**INSTRUCTIONS TO FOLLOW:** Could you switch "metal bollard" to "steel bollard" and give again the records starting at the line containing "Target: sidewalk" and ending at the end of the records, with everything else unchanged? Leave the pictures out of your answer.

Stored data
• • • •
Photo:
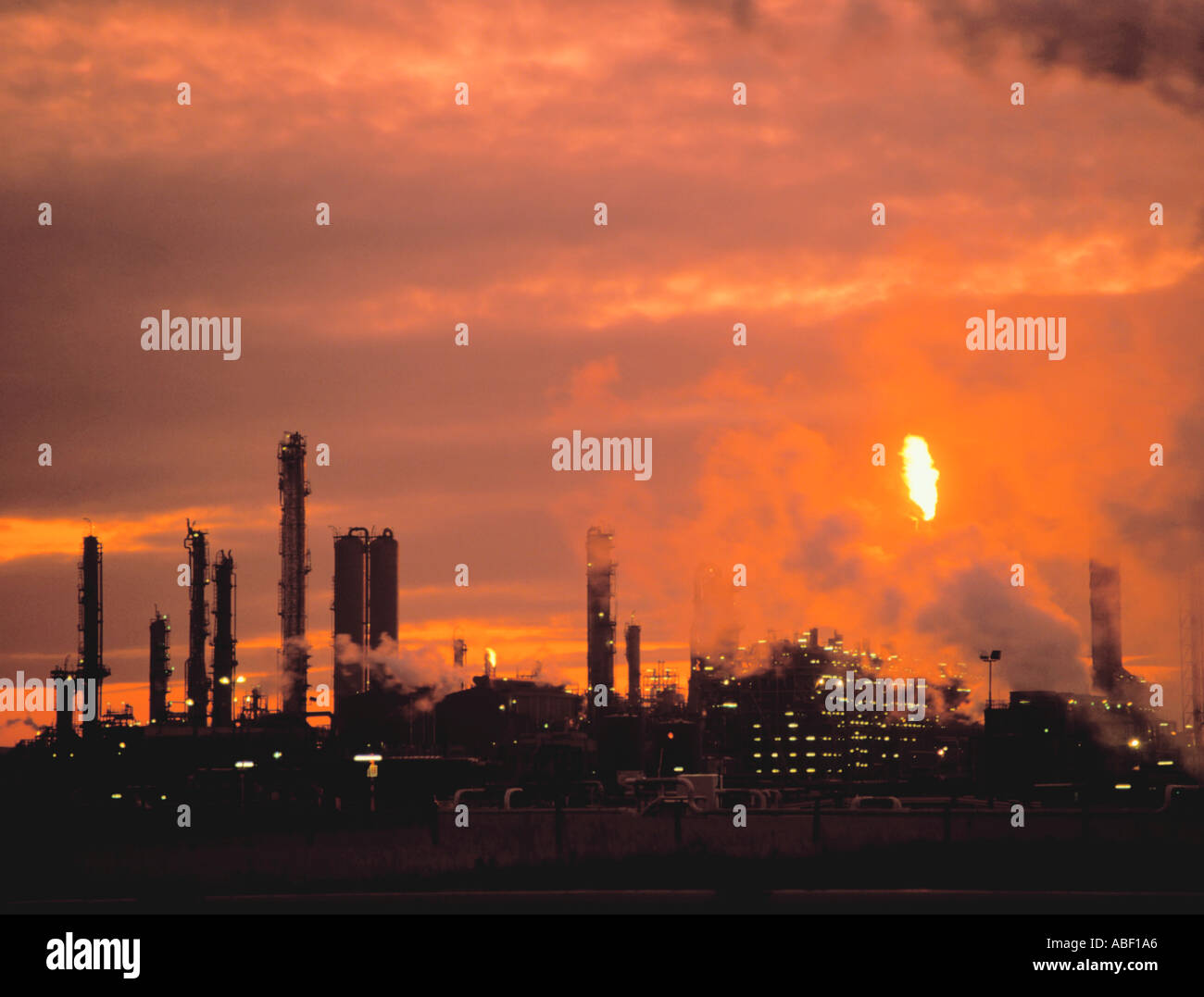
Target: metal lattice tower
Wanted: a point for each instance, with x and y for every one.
(294, 567)
(160, 667)
(224, 663)
(92, 627)
(196, 681)
(600, 623)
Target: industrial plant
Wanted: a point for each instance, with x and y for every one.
(749, 728)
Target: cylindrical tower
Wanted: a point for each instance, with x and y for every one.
(294, 567)
(223, 640)
(92, 628)
(350, 615)
(160, 668)
(598, 612)
(631, 639)
(195, 680)
(382, 589)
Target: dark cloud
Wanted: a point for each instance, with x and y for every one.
(1130, 41)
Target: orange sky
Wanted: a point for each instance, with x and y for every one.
(718, 215)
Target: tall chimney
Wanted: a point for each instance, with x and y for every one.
(195, 679)
(600, 623)
(160, 671)
(350, 615)
(223, 641)
(92, 666)
(382, 591)
(631, 639)
(64, 716)
(294, 567)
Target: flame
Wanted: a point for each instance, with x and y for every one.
(920, 475)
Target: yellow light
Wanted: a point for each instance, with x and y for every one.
(920, 475)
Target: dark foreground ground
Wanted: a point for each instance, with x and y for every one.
(613, 861)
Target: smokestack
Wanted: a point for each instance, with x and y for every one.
(714, 635)
(382, 589)
(294, 567)
(223, 641)
(92, 666)
(1107, 672)
(160, 671)
(631, 639)
(195, 680)
(350, 612)
(598, 611)
(64, 717)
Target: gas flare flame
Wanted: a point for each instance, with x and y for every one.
(920, 475)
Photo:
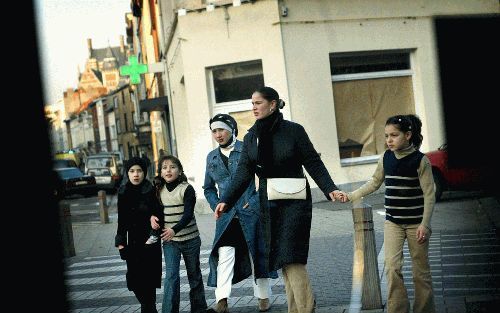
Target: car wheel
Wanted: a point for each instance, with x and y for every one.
(439, 184)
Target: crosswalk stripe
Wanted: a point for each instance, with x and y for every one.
(124, 292)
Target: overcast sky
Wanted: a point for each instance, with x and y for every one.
(63, 28)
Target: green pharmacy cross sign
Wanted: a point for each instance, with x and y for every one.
(134, 70)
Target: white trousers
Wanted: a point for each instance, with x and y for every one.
(225, 273)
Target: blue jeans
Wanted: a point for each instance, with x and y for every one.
(190, 250)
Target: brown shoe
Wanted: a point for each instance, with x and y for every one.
(221, 306)
(264, 305)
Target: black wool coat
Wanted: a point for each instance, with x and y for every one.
(135, 207)
(286, 224)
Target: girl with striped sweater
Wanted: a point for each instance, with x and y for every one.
(409, 202)
(179, 235)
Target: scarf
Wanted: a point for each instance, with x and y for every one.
(264, 129)
(230, 143)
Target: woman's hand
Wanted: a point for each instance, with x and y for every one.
(423, 234)
(154, 222)
(338, 195)
(219, 209)
(167, 234)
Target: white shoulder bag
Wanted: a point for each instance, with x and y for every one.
(286, 188)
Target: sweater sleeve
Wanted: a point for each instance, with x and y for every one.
(427, 185)
(187, 216)
(370, 186)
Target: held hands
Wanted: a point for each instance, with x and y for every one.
(219, 209)
(167, 234)
(154, 222)
(423, 234)
(339, 195)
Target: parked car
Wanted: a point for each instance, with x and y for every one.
(447, 177)
(75, 182)
(106, 168)
(60, 163)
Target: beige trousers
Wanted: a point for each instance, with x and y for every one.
(298, 288)
(397, 296)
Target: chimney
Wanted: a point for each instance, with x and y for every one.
(89, 46)
(122, 45)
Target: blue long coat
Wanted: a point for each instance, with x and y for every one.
(217, 179)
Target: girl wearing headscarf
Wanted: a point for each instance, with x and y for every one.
(136, 203)
(237, 240)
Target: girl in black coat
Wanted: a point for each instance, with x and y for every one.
(136, 203)
(277, 148)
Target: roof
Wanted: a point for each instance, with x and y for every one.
(101, 54)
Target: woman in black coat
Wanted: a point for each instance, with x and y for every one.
(277, 148)
(136, 203)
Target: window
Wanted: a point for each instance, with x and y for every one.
(232, 86)
(368, 87)
(235, 82)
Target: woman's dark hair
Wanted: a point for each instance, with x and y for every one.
(409, 122)
(270, 94)
(176, 161)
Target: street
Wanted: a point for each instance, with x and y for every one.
(464, 258)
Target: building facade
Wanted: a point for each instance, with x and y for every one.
(341, 67)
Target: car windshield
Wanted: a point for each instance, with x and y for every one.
(64, 163)
(68, 173)
(99, 162)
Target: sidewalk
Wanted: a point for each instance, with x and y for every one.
(462, 224)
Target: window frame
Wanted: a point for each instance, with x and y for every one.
(372, 75)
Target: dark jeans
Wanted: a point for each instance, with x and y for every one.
(147, 299)
(190, 250)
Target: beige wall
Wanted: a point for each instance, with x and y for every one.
(295, 56)
(314, 29)
(249, 35)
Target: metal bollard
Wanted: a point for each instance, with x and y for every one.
(66, 229)
(365, 257)
(103, 207)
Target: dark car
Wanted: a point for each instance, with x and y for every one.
(448, 177)
(74, 182)
(58, 163)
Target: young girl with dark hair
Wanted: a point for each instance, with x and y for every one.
(409, 202)
(136, 203)
(179, 234)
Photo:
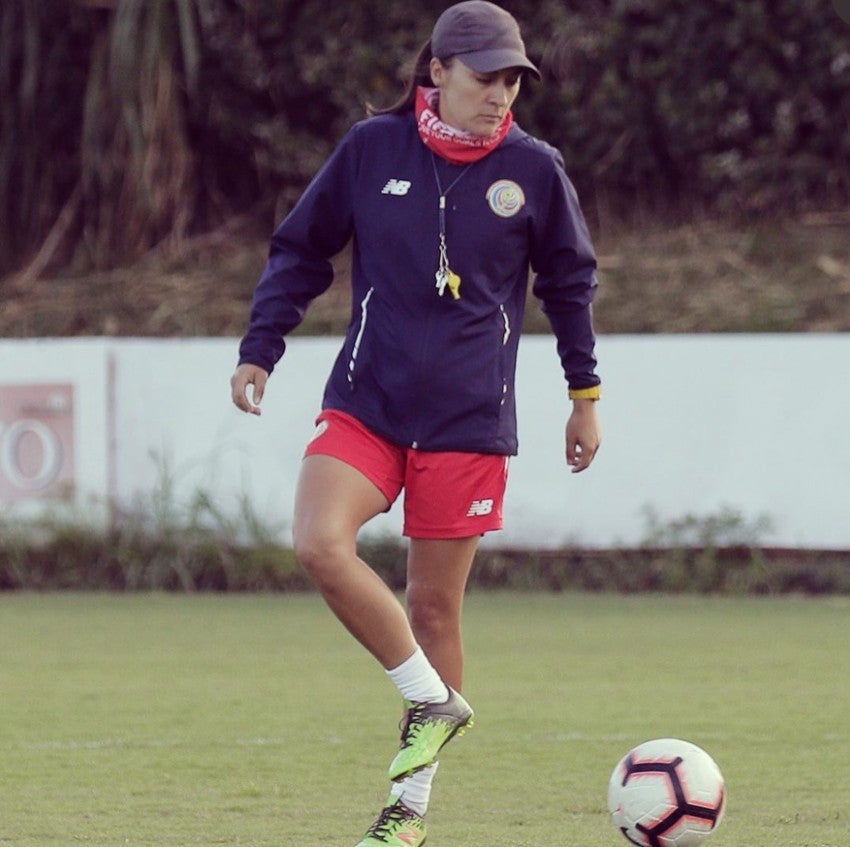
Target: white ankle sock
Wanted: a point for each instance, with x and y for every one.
• • • •
**TASK ANSWER:**
Target: sidewalk
Wanted: a point for each instance, with x and y for every one.
(462, 224)
Target: window frame
Wanted: a point for each instance, with x and y for every one.
(372, 75)
Target: dark jeans
Wanted: a point for each instance, with x and y for every one.
(147, 299)
(190, 250)
Target: beige wall
Wanted: a point for each instance, with x and y for every one.
(295, 56)
(314, 29)
(249, 35)
Target: steel bollard
Wanted: a point for each instance, with x and y for every one.
(66, 229)
(365, 257)
(103, 207)
Target: dark car
Wanted: a point for each instance, with x and y for every one.
(448, 177)
(74, 182)
(58, 163)
Target: young girl with dark hair
Wanted: a point for each instance, with x and y for every one.
(409, 202)
(136, 203)
(179, 234)
Photo:
Target: white ankle sock
Wanted: a point for each instance, with x and y for every one.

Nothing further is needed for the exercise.